↓

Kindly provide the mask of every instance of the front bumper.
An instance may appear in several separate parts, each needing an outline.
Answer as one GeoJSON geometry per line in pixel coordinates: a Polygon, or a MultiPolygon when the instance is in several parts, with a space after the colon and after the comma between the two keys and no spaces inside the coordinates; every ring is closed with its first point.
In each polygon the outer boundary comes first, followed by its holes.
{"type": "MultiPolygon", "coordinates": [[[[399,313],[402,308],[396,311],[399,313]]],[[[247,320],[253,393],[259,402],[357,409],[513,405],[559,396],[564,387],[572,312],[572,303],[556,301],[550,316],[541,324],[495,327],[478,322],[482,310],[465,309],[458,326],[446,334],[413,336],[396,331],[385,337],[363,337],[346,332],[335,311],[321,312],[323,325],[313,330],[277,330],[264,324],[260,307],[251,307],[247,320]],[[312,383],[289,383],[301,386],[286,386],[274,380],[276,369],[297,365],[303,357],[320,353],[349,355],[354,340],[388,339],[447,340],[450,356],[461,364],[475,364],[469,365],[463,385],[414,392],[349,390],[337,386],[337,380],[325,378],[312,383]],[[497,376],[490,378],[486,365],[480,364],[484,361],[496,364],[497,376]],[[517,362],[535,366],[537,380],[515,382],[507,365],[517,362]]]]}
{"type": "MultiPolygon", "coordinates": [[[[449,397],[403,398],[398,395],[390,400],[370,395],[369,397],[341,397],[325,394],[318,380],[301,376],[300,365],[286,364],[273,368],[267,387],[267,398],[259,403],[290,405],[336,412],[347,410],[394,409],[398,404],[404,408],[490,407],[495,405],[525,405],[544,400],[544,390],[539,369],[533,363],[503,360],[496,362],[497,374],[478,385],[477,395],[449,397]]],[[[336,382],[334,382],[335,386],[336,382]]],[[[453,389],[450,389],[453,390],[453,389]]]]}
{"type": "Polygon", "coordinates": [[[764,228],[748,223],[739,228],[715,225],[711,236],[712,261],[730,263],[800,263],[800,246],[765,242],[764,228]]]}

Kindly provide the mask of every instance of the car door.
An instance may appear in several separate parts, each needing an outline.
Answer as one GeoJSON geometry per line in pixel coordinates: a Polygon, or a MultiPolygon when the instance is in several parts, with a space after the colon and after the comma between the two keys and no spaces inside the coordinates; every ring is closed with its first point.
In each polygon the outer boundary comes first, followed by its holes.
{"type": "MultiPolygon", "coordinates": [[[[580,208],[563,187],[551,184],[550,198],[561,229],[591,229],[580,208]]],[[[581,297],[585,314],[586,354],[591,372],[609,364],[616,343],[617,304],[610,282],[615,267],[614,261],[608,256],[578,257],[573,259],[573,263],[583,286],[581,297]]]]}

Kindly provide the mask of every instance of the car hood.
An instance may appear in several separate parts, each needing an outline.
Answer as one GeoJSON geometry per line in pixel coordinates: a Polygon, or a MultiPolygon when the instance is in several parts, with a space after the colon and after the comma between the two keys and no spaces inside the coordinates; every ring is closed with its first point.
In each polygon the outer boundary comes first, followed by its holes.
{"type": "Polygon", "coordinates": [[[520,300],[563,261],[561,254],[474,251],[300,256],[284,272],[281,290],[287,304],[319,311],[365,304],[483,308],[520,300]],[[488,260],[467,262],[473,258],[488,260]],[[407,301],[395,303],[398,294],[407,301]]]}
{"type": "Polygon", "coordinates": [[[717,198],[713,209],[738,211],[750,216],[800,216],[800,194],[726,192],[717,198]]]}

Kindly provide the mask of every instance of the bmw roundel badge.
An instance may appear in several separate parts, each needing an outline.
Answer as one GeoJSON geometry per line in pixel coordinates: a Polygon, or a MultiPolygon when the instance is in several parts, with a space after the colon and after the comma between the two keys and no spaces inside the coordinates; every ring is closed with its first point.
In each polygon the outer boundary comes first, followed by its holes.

↑

** PROBLEM **
If a line in the records contains "mask", report it.

** TASK OUTPUT **
Kindly provide the mask of every instance of the front bumper.
Kindly provide the mask of every instance of the car door.
Kindly provide the mask of every instance of the car hood.
Kindly provide the mask of every instance of the bmw roundel badge.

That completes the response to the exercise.